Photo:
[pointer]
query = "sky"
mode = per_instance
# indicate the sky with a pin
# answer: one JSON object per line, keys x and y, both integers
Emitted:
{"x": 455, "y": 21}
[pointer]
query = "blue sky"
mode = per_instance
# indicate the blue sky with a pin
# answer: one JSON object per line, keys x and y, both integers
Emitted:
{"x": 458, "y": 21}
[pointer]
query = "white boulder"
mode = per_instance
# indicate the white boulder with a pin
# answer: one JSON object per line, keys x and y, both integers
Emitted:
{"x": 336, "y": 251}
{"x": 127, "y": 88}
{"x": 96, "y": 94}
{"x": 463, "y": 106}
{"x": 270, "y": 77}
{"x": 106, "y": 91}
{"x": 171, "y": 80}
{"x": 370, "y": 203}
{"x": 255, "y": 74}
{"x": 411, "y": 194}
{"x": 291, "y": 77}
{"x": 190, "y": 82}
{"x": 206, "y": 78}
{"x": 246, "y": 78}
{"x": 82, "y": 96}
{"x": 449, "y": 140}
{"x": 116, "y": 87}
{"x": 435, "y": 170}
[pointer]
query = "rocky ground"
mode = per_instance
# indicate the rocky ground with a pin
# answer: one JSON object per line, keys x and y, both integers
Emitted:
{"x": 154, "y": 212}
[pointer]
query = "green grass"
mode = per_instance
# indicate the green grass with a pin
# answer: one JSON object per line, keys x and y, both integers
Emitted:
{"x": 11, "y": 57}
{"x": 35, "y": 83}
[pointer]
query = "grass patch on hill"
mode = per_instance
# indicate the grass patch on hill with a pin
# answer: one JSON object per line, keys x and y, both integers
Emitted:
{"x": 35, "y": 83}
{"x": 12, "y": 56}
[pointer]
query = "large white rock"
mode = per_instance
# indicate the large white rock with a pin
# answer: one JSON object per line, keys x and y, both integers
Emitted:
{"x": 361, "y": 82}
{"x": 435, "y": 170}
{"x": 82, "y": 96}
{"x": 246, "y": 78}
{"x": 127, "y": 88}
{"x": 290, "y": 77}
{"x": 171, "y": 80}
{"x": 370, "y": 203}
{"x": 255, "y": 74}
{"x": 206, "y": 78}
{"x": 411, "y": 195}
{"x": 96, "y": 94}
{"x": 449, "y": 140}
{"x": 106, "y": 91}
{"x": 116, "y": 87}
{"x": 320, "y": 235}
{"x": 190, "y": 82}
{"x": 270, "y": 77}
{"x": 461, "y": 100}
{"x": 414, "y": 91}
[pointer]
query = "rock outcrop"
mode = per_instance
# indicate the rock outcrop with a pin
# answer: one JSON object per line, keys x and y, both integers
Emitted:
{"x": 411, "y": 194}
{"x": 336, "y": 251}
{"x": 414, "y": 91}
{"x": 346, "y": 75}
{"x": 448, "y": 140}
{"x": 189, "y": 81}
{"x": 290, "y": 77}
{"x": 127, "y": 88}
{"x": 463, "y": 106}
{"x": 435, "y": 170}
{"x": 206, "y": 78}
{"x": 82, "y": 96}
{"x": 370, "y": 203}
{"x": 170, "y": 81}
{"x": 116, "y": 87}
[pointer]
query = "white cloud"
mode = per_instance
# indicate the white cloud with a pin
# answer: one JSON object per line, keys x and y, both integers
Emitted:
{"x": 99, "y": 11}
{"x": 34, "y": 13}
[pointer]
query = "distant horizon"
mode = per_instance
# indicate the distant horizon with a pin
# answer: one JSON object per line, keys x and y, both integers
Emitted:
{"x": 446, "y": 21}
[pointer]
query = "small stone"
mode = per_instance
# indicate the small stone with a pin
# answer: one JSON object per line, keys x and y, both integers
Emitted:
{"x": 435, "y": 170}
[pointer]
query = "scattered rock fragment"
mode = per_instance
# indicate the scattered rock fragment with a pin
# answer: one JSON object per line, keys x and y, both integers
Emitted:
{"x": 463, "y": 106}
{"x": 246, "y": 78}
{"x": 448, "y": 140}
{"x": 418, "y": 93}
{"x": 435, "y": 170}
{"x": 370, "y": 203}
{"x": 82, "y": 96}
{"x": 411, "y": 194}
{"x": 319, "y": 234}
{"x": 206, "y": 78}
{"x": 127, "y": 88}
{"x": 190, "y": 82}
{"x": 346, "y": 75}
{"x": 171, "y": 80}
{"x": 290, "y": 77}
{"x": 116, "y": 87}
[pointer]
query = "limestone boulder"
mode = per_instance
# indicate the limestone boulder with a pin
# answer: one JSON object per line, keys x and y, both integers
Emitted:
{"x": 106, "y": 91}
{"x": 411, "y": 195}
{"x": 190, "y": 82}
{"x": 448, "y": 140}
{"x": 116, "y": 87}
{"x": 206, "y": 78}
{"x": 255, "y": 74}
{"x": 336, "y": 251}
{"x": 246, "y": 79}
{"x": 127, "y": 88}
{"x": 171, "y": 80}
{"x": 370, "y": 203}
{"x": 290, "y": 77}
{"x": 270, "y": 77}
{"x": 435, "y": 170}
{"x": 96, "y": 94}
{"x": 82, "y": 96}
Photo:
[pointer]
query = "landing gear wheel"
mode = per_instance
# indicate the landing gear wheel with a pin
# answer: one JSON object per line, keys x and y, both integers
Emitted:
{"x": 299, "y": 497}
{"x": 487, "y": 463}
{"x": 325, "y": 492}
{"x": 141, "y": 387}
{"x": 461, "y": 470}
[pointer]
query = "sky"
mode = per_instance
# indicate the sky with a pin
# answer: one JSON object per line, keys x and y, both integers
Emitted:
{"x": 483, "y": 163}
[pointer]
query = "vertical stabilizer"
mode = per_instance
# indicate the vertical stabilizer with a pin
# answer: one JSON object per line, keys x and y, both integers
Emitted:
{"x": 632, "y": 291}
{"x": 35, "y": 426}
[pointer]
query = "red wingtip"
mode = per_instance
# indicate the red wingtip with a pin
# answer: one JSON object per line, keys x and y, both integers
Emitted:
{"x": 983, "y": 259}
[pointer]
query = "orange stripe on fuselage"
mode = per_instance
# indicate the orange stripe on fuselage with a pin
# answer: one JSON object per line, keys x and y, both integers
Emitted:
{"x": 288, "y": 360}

++++++++

PROBLEM DETAILS: How many lines in the data above contain the string "limestone"? Letter case counts. Reply with the number only.

TASK RESPONSE: 2